(Point-per-instance localization data)
*** Block opens ***
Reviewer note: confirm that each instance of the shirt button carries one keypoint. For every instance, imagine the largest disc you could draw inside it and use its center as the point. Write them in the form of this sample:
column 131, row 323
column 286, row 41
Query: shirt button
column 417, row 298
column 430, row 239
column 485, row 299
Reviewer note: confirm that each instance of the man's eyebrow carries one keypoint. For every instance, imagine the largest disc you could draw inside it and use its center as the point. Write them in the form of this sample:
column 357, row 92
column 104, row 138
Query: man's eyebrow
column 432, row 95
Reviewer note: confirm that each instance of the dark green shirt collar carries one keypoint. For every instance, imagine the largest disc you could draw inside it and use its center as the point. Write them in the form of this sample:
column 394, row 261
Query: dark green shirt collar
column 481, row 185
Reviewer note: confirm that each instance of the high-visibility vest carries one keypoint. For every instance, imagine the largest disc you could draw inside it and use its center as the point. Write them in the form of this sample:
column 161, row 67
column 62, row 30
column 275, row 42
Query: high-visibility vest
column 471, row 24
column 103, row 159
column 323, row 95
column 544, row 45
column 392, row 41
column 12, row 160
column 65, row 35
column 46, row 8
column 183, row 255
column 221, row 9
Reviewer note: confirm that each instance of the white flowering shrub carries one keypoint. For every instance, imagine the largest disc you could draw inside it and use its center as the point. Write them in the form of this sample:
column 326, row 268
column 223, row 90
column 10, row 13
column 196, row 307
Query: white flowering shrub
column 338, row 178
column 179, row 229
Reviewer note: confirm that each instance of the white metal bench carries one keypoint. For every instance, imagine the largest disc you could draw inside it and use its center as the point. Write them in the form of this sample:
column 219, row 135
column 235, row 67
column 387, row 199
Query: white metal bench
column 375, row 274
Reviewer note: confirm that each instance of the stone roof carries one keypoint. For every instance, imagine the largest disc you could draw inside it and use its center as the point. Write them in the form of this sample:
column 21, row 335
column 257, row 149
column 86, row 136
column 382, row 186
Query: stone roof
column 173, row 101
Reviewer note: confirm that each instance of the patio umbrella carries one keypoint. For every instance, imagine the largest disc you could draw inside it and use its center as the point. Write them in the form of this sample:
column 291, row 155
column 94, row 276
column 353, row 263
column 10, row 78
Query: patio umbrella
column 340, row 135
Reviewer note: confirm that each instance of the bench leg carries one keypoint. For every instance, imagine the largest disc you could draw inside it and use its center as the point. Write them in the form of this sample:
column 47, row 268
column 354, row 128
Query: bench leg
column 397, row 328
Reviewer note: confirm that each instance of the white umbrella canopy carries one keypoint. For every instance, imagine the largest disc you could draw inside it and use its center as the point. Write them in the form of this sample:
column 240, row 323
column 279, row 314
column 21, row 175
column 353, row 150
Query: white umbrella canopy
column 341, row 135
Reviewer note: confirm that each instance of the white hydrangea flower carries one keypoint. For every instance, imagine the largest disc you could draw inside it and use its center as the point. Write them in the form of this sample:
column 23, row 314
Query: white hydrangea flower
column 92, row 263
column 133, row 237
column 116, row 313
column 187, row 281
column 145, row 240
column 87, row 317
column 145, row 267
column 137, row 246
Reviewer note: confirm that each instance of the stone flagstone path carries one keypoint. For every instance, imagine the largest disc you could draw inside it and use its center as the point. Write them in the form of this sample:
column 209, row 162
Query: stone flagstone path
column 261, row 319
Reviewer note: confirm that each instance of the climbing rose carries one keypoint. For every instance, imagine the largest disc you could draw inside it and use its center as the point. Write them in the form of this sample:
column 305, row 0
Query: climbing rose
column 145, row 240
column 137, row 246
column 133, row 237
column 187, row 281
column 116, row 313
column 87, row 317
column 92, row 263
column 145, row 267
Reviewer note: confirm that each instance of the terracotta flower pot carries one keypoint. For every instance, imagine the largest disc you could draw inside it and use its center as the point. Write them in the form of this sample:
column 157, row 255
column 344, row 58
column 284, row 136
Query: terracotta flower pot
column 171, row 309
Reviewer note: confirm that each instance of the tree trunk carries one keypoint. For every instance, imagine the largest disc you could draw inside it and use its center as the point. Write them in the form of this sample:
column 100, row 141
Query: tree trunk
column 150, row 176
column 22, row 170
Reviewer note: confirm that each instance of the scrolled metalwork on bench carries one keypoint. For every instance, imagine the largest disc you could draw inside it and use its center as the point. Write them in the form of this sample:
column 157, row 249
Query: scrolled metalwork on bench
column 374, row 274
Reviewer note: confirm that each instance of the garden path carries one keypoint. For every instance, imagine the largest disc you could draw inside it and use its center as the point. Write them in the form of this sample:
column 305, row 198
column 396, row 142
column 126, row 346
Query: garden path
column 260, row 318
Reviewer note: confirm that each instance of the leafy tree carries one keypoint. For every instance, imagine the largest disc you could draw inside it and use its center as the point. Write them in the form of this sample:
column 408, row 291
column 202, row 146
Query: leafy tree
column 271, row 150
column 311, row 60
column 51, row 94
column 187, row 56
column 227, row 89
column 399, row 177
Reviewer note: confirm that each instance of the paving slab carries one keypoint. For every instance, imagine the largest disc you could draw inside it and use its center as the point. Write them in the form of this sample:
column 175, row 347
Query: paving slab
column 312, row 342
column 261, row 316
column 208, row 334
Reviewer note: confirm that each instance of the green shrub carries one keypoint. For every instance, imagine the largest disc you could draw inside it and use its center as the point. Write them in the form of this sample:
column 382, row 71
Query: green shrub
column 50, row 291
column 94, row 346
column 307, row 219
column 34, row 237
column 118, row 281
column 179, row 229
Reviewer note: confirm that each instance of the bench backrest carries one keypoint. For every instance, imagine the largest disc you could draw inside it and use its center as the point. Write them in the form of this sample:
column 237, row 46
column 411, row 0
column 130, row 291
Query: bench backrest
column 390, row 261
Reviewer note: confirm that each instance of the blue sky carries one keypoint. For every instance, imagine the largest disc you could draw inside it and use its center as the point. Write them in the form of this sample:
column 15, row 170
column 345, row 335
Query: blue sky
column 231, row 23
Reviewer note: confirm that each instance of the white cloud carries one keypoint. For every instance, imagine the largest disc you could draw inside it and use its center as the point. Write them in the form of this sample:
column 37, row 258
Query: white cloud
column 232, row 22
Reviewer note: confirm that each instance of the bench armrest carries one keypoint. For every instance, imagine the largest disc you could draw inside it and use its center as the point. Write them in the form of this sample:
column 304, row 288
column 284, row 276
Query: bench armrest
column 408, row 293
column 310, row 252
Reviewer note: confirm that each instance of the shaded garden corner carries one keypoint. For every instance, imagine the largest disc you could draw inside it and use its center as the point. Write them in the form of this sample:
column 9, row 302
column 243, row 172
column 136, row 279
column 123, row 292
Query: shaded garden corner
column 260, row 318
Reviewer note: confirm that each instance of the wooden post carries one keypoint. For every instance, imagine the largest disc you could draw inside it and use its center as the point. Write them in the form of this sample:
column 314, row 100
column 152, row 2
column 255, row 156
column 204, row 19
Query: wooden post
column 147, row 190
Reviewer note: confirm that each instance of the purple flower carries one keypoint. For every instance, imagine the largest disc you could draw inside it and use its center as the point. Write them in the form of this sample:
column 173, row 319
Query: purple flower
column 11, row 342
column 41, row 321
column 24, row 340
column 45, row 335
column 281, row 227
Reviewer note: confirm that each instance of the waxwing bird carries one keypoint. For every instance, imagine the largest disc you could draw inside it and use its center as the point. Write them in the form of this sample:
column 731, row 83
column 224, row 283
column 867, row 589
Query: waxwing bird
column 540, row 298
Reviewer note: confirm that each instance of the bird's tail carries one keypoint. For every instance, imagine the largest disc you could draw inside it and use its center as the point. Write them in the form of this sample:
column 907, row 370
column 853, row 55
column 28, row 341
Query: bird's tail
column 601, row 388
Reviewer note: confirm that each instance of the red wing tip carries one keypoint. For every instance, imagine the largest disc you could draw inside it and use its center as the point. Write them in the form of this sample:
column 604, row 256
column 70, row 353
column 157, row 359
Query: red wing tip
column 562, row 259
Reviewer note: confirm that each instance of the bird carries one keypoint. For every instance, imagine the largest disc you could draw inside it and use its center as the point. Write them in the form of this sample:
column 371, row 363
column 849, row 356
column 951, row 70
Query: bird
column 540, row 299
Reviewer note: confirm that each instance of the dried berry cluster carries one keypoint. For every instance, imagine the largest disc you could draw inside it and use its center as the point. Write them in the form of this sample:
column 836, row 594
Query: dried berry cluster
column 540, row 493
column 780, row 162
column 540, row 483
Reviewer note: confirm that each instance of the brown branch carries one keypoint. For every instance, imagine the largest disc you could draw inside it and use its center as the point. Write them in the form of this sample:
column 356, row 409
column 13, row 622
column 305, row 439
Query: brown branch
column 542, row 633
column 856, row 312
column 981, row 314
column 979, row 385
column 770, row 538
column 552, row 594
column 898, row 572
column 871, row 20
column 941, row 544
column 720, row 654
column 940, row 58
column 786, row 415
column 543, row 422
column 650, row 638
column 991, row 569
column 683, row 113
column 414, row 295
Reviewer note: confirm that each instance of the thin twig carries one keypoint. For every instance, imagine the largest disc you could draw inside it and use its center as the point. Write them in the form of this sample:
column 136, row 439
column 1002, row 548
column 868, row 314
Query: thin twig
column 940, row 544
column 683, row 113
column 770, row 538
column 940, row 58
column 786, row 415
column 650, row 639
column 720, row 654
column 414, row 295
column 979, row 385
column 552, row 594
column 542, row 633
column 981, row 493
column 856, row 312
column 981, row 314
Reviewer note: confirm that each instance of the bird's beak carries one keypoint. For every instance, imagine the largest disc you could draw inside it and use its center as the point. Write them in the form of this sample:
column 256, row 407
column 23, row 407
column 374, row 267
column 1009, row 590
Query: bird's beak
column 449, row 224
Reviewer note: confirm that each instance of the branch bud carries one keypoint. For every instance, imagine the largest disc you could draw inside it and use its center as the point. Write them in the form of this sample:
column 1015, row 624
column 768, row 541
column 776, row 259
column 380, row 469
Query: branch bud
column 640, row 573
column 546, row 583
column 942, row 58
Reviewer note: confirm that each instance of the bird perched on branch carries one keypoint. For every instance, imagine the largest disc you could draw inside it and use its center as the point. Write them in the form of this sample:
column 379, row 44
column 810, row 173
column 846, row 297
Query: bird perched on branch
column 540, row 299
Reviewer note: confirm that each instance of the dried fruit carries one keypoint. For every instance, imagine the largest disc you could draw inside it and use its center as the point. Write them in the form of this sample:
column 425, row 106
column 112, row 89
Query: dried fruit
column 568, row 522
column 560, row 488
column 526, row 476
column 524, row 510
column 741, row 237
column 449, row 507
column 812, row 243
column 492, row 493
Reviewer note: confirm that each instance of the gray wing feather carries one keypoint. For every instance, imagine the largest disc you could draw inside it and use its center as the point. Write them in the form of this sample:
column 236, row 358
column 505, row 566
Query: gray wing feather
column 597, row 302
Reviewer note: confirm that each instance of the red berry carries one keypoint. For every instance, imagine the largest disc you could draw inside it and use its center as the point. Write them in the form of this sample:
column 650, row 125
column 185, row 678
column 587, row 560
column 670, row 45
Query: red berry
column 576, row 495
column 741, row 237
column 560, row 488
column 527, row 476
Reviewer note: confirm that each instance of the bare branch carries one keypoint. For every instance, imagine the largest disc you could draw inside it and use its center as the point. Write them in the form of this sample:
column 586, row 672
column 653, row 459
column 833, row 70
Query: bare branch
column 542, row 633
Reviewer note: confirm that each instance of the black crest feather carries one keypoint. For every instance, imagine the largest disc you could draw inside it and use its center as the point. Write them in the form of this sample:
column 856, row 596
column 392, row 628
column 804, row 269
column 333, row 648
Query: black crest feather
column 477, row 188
*** Block closes ***
◆ **Exercise objective**
Take exactly the lines from the one containing "column 354, row 128" through the one containing "column 23, row 314" in the data above, and output them with nothing added.

◆ **Answer for the task**
column 354, row 128
Query: bench leg
column 397, row 328
Reviewer note: confirm that each instance of the white umbrella canopy carries one keypoint. For every instance, imagine the largest disc you could draw inside it and use its center as the point. Write them in the form of this sample:
column 240, row 323
column 279, row 314
column 21, row 175
column 353, row 150
Query: white umbrella canopy
column 341, row 135
Reviewer note: confirm that each instance of the white hydrangea flower carries one keypoint. For every instance, imagine the largest disc you could draw inside it and use its center as the point. Write them in the form of this sample:
column 23, row 314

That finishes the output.